═══ SOURCE INFORMATION ═══

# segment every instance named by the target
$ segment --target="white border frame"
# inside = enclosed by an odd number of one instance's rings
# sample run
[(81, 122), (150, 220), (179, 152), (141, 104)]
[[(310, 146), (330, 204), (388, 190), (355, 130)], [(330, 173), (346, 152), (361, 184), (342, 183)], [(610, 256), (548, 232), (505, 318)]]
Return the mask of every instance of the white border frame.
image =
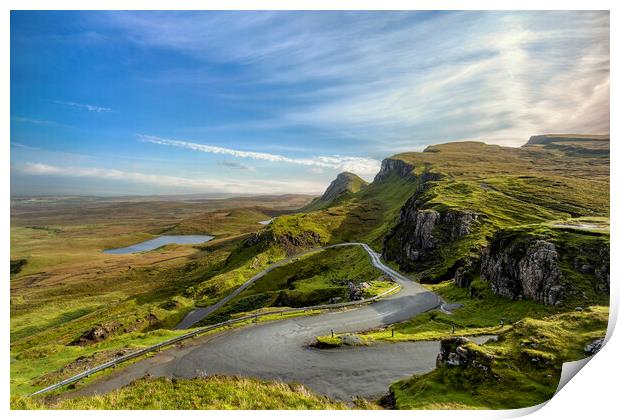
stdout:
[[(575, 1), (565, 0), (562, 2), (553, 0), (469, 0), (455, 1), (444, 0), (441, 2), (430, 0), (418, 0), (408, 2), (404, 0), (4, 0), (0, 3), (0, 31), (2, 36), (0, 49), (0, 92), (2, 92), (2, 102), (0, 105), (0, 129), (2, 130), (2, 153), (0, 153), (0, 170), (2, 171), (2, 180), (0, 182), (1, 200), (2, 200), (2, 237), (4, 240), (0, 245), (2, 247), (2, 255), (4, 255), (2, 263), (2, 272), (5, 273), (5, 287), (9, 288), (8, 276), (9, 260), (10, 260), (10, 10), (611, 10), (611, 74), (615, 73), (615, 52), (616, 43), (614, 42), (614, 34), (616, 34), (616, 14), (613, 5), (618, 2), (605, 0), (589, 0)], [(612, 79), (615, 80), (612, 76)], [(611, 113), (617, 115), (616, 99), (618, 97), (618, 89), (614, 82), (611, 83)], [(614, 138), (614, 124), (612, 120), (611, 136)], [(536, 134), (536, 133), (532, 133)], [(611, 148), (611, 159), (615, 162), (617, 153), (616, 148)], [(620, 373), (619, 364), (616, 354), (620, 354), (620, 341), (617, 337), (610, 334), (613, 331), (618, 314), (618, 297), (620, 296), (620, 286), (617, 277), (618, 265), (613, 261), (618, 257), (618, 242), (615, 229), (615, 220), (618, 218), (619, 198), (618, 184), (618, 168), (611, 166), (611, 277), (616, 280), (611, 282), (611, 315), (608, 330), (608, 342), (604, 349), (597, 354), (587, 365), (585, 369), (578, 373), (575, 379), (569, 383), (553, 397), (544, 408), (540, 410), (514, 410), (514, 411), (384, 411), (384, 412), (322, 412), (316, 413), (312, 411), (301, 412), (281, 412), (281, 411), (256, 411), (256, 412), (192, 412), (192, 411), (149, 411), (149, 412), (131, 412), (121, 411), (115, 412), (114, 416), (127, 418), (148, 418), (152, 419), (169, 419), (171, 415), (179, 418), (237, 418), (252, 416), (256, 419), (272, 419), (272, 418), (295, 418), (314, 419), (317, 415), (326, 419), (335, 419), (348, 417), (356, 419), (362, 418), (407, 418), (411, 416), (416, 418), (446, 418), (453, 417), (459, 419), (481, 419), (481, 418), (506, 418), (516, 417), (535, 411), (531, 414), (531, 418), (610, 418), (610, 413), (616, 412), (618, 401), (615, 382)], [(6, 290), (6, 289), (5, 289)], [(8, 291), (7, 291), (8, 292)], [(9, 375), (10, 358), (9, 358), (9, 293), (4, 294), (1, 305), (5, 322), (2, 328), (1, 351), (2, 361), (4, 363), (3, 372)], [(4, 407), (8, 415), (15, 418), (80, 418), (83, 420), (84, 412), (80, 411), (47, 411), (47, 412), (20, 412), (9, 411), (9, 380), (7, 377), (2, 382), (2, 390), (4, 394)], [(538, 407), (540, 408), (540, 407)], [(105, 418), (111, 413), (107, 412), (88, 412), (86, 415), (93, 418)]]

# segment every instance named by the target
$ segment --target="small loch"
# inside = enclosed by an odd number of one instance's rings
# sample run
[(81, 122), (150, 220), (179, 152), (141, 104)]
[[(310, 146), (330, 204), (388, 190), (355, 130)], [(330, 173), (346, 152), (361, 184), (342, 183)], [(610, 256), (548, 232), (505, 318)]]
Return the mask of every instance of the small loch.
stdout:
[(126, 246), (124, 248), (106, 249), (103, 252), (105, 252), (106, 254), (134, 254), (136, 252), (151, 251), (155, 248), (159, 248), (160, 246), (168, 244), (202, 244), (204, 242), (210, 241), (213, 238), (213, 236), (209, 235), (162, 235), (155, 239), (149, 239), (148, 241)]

═══

- _EXERCISE_: If the data includes images, skip them and copy every line exactly.

- _ANSWER TO THE PROBLEM_:
# segment every instance named by the target
$ segment --target="white border frame"
# inside = enclosed by an odd number of one instance's rings
# sample run
[(81, 122), (150, 220), (179, 152), (141, 104)]
[[(310, 146), (330, 204), (388, 190), (355, 130)], [(330, 173), (346, 152), (361, 184), (342, 183)], [(610, 256), (548, 232), (505, 318)]]
Return the mask of every instance of the white border frame.
image =
stdout:
[[(575, 1), (565, 0), (562, 2), (553, 0), (469, 0), (455, 1), (444, 0), (441, 2), (430, 0), (418, 0), (408, 2), (404, 0), (4, 0), (0, 3), (0, 31), (2, 36), (0, 49), (0, 92), (2, 92), (2, 102), (0, 105), (0, 129), (2, 130), (2, 153), (0, 153), (0, 170), (2, 171), (2, 180), (0, 182), (1, 200), (2, 200), (2, 237), (4, 240), (0, 245), (2, 247), (2, 255), (4, 255), (2, 263), (2, 272), (5, 273), (5, 287), (9, 288), (8, 276), (9, 260), (10, 260), (10, 10), (611, 10), (611, 74), (615, 73), (615, 52), (616, 43), (614, 42), (614, 34), (616, 34), (616, 14), (613, 5), (618, 2), (605, 0), (589, 0)], [(612, 79), (615, 80), (612, 76)], [(611, 113), (617, 115), (616, 99), (618, 97), (618, 89), (614, 82), (611, 83)], [(614, 138), (614, 124), (612, 120), (611, 136)], [(536, 134), (536, 133), (532, 133)], [(611, 148), (611, 159), (615, 162), (617, 153), (616, 148)], [(620, 373), (619, 364), (616, 354), (620, 354), (620, 341), (617, 337), (610, 334), (613, 331), (618, 314), (618, 297), (620, 296), (620, 286), (617, 277), (618, 265), (613, 261), (618, 257), (618, 242), (615, 229), (615, 220), (618, 218), (619, 198), (618, 184), (618, 168), (611, 166), (611, 277), (616, 280), (611, 282), (611, 315), (608, 330), (608, 342), (604, 349), (597, 354), (587, 365), (585, 369), (578, 373), (575, 379), (569, 383), (553, 397), (544, 408), (540, 410), (514, 410), (514, 411), (384, 411), (384, 412), (322, 412), (316, 413), (312, 411), (301, 412), (281, 412), (281, 411), (256, 411), (256, 412), (192, 412), (192, 411), (149, 411), (149, 412), (131, 412), (121, 411), (115, 412), (114, 416), (127, 418), (148, 418), (152, 419), (169, 419), (171, 415), (179, 418), (237, 418), (252, 416), (256, 419), (272, 419), (272, 418), (295, 418), (314, 419), (317, 415), (326, 419), (335, 419), (348, 417), (356, 419), (362, 418), (407, 418), (411, 416), (416, 418), (446, 418), (453, 417), (459, 419), (481, 419), (481, 418), (506, 418), (516, 417), (535, 411), (531, 414), (531, 418), (610, 418), (610, 413), (616, 412), (618, 401), (615, 382)], [(6, 290), (6, 289), (5, 289)], [(8, 291), (7, 291), (8, 292)], [(9, 375), (10, 358), (9, 358), (9, 293), (4, 294), (1, 305), (5, 322), (2, 328), (1, 351), (2, 361), (4, 363), (3, 372)], [(4, 407), (8, 415), (15, 418), (80, 418), (83, 420), (84, 412), (80, 411), (47, 411), (47, 412), (20, 412), (9, 411), (9, 380), (7, 377), (2, 382), (2, 390), (4, 394)], [(538, 407), (540, 408), (540, 407)], [(105, 418), (111, 413), (107, 412), (88, 412), (86, 415), (93, 418)]]

# segment every instance named by the target
$ segment --target="small loch"
# inside = enclosed by an odd number of one instance's rings
# sample run
[(81, 122), (150, 220), (179, 152), (141, 104)]
[[(310, 146), (330, 204), (388, 190), (355, 130)], [(330, 173), (346, 152), (361, 184), (342, 183)], [(610, 256), (548, 232), (505, 318)]]
Return the mask of every instance of the small loch.
stdout:
[(126, 246), (124, 248), (106, 249), (103, 252), (105, 252), (106, 254), (134, 254), (136, 252), (151, 251), (155, 248), (159, 248), (160, 246), (168, 244), (202, 244), (204, 242), (210, 241), (213, 238), (213, 236), (209, 235), (162, 235), (155, 239), (149, 239), (148, 241)]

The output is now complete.